◆ **Document extract**:

NEW YORK (TheStreet) -- Shares of Continental Resources (CLR - Get Report) closed down 1.36% at $40.74 today as oil prices slumped.

West Texas Intermediate was down 2.19% to $43.86 at 4:30 p.m. in New York. Brent was lower by 1.58% to $54.14.

The U.S. benchmark followed Brent lower on rising global inventories and signs of a possible nuclear deal with Tehran that could allow more Iranian oil exports, Reuters reports.

"The prospect of an increase in Iranian oil sales as part of a new agreement in the next couple of months will only exacerbate OPEC oversupply, supporting our bearish outlook," Barclays told Reuters.

Continental Resources is an Oklahoma City-based independent crude oil and natural gas exploration and production company with operations in the north, south and east regions of the U.S.

Separately, the company is reportedly one of several producers that is considering an acquisition of Whiting Petroleum Corp. (WLL).

The average recommendation of 28 brokers' estimates is a 2.5, with a 2 rating representing an "outperform" rating and a 3 a "hold." The mean target price is $49.36.

◆ **Material provided**:
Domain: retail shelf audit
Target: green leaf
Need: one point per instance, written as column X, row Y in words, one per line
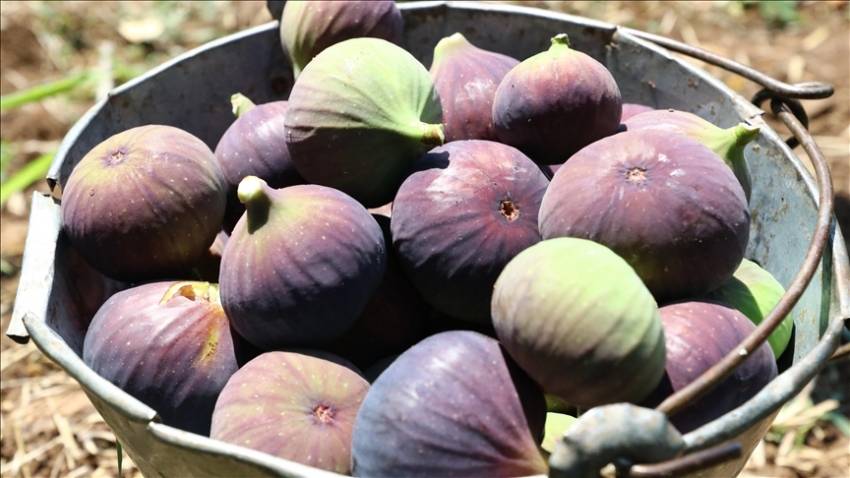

◆ **Directive**: Copy word for word the part of the oil stock report running from "NEW YORK (TheStreet)" through "1.58% to $54.14.".

◆ **Response to this task**:
NEW YORK (TheStreet) -- Shares of Continental Resources (CLR - Get Report) closed down 1.36% at $40.74 today as oil prices slumped.

West Texas Intermediate was down 2.19% to $43.86 at 4:30 p.m. in New York. Brent was lower by 1.58% to $54.14.